======== Recorded information

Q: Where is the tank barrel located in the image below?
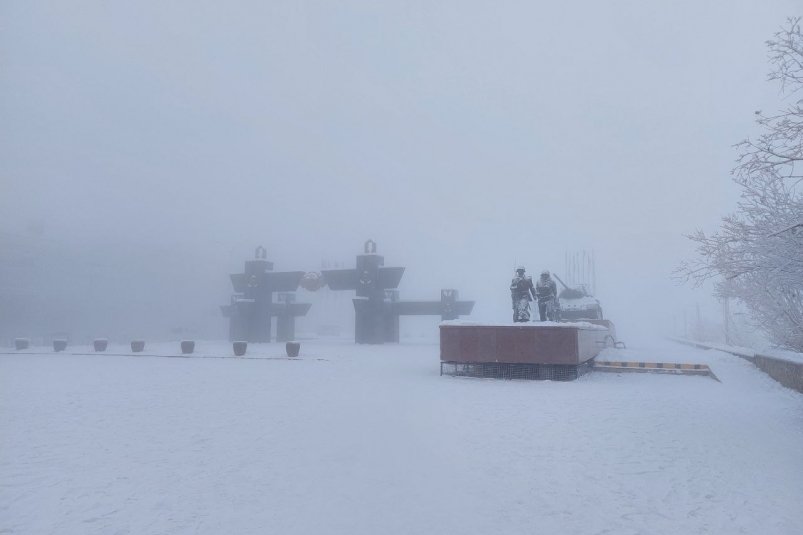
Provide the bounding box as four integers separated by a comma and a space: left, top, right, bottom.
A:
553, 273, 570, 291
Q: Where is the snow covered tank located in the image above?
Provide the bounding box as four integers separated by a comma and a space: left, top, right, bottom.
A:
556, 282, 604, 321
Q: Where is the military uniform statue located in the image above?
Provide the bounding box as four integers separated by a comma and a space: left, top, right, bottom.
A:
536, 270, 559, 321
510, 266, 536, 322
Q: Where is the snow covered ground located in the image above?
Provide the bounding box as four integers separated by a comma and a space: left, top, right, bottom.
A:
2, 339, 802, 535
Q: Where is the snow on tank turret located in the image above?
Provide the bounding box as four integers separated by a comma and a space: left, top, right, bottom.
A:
553, 276, 604, 321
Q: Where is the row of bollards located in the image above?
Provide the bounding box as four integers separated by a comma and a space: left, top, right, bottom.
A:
12, 337, 301, 358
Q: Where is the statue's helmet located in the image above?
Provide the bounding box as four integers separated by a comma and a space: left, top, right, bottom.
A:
516, 265, 525, 272
541, 270, 550, 278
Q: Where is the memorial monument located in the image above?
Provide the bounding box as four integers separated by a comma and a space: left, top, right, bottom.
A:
382, 288, 475, 342
321, 241, 474, 344
220, 247, 311, 342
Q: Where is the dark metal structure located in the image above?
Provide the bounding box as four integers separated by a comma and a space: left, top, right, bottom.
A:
321, 240, 404, 344
220, 247, 311, 342
440, 361, 592, 381
383, 289, 475, 342
322, 241, 474, 344
274, 293, 311, 342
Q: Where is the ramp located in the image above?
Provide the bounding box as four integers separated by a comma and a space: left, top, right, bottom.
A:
592, 360, 720, 381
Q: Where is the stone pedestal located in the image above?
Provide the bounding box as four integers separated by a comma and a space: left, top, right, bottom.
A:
439, 321, 613, 381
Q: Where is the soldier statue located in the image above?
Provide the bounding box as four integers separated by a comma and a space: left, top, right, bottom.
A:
536, 270, 560, 321
510, 266, 536, 322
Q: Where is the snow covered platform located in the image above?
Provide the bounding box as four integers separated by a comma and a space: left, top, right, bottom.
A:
439, 320, 613, 380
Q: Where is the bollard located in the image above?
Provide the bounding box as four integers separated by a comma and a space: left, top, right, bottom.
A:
181, 340, 195, 355
94, 339, 108, 352
53, 339, 67, 352
286, 341, 300, 358
233, 341, 247, 357
131, 340, 145, 353
14, 338, 30, 350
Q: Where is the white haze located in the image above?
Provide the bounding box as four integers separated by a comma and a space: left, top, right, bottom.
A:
1, 0, 798, 344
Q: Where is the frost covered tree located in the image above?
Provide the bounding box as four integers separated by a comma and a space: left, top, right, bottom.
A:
680, 17, 803, 351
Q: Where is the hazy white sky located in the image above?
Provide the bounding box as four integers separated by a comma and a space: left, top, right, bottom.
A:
1, 1, 799, 341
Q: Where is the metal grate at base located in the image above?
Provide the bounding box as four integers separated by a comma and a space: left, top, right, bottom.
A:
440, 361, 591, 381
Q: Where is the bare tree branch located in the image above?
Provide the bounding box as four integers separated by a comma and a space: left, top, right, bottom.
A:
679, 17, 803, 351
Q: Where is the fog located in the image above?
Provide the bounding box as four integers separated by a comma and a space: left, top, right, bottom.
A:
1, 0, 797, 345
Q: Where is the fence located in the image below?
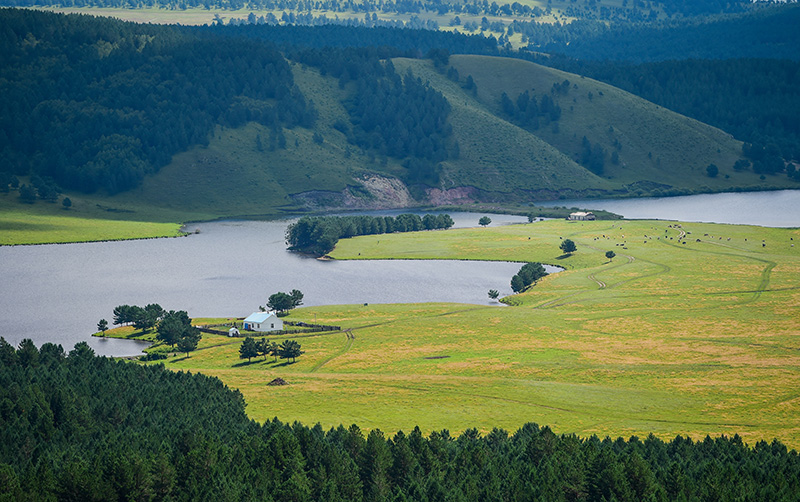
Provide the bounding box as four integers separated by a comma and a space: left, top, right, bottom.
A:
199, 321, 341, 337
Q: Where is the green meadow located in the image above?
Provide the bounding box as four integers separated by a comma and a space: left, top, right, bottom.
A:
112, 218, 800, 447
0, 209, 184, 246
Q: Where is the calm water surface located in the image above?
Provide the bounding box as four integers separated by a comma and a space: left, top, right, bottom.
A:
0, 212, 531, 356
4, 192, 798, 357
541, 190, 800, 227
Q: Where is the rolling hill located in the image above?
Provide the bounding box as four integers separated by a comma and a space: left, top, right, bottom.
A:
109, 55, 785, 219
2, 10, 795, 222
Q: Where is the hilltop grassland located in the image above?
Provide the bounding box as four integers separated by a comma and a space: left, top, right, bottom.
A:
146, 219, 800, 447
442, 55, 753, 193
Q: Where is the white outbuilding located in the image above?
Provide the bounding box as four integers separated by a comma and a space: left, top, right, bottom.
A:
243, 311, 283, 332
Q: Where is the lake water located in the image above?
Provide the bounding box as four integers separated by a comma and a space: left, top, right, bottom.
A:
3, 192, 798, 357
539, 189, 800, 228
0, 212, 532, 357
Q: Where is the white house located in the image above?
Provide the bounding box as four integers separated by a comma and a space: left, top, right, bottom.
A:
242, 311, 283, 332
569, 211, 596, 221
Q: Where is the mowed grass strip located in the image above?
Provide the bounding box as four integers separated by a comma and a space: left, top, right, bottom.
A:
143, 220, 800, 447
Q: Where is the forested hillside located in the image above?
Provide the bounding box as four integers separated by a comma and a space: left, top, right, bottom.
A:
526, 3, 800, 62
2, 338, 799, 501
545, 57, 800, 167
1, 7, 798, 218
0, 9, 314, 194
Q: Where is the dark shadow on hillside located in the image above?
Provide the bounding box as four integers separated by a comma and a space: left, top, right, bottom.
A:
232, 360, 262, 368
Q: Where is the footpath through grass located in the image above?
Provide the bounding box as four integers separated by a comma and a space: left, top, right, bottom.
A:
122, 219, 800, 447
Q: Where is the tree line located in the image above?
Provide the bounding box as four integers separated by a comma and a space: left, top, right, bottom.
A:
239, 337, 303, 363
499, 86, 564, 130
111, 303, 200, 355
510, 262, 548, 293
285, 213, 454, 255
2, 338, 800, 501
0, 0, 752, 23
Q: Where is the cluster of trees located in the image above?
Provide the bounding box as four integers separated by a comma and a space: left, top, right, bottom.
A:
510, 262, 548, 293
266, 289, 304, 313
239, 337, 303, 363
12, 174, 62, 204
111, 304, 200, 355
0, 9, 311, 194
226, 9, 442, 31
581, 136, 607, 175
3, 0, 749, 25
157, 310, 201, 356
0, 172, 19, 194
290, 47, 454, 183
112, 303, 166, 332
286, 213, 454, 255
500, 88, 563, 129
3, 338, 800, 500
350, 67, 453, 183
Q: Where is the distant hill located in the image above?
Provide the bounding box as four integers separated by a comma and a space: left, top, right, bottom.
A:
2, 9, 796, 221
112, 55, 790, 218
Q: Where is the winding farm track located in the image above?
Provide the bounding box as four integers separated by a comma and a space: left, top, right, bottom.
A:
532, 217, 784, 311
310, 333, 353, 373
309, 305, 492, 372
658, 232, 778, 305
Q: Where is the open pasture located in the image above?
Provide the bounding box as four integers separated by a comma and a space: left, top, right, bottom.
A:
155, 219, 800, 446
0, 208, 184, 245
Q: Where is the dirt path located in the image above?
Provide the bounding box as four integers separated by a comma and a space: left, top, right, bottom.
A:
310, 333, 354, 373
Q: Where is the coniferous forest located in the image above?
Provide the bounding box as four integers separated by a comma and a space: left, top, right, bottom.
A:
2, 6, 800, 199
2, 339, 799, 501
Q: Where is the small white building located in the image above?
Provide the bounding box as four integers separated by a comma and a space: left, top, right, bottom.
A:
228, 327, 240, 337
569, 211, 596, 221
243, 311, 283, 332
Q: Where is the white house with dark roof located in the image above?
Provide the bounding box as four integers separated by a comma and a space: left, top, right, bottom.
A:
568, 211, 596, 221
243, 311, 283, 332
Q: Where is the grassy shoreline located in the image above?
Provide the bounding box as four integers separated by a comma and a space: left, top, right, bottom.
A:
95, 218, 800, 448
0, 210, 186, 246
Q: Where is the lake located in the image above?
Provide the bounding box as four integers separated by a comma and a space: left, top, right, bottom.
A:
539, 189, 800, 228
3, 191, 798, 357
0, 212, 532, 356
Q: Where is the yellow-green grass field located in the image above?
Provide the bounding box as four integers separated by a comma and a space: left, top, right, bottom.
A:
113, 219, 800, 447
0, 209, 184, 245
0, 187, 191, 245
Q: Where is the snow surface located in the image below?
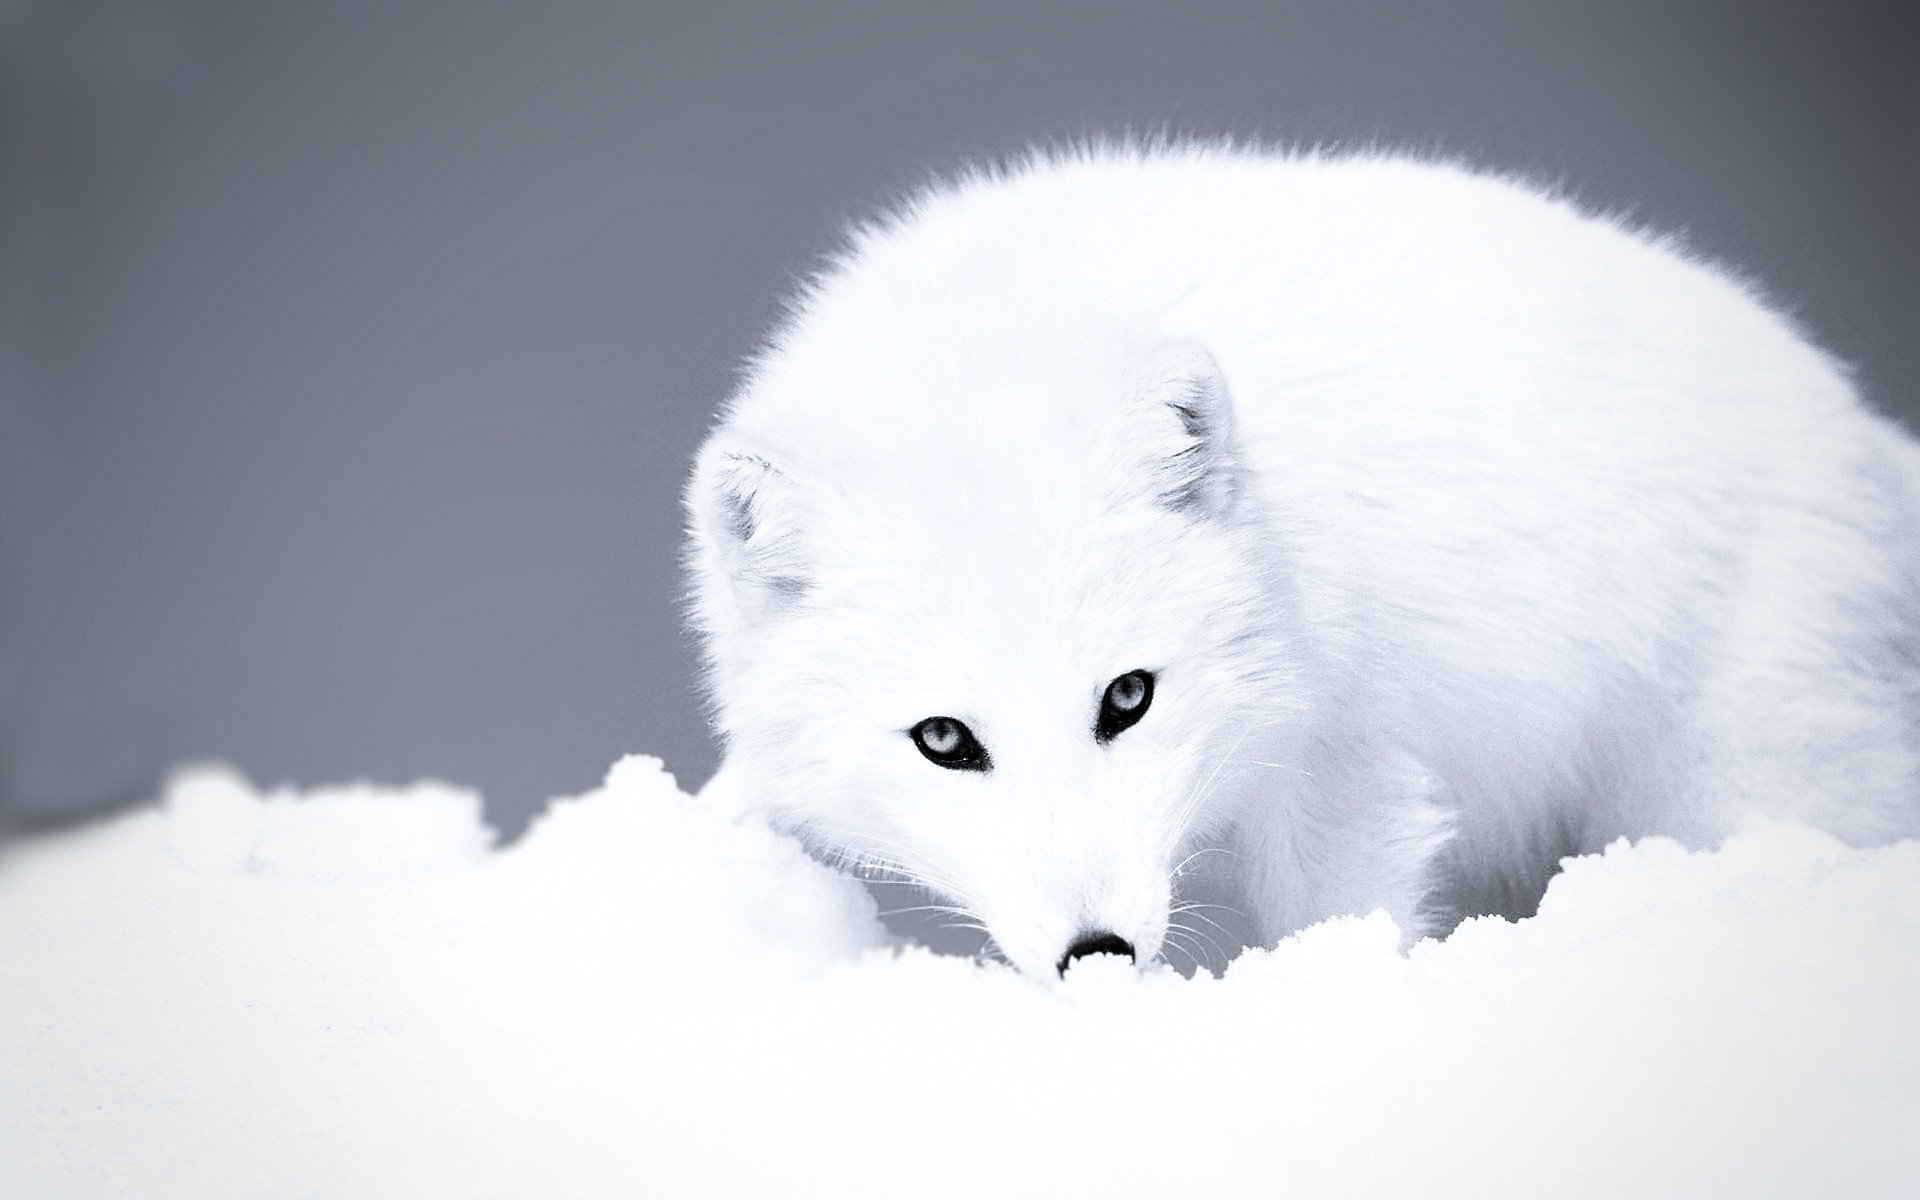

================

*Assignment*: Could you restate word for word the lines above, from the one that contains "Q: Where is the grassy" through the one that contains "Q: Where is the lake located", and no others?

*Task result*:
Q: Where is the grassy shoreline located in the image above?
Provide the bounding box as four integers separated by a comma and a space: left, top, right, bottom.
A:
95, 218, 800, 448
0, 210, 186, 246
Q: Where is the lake located in the image above?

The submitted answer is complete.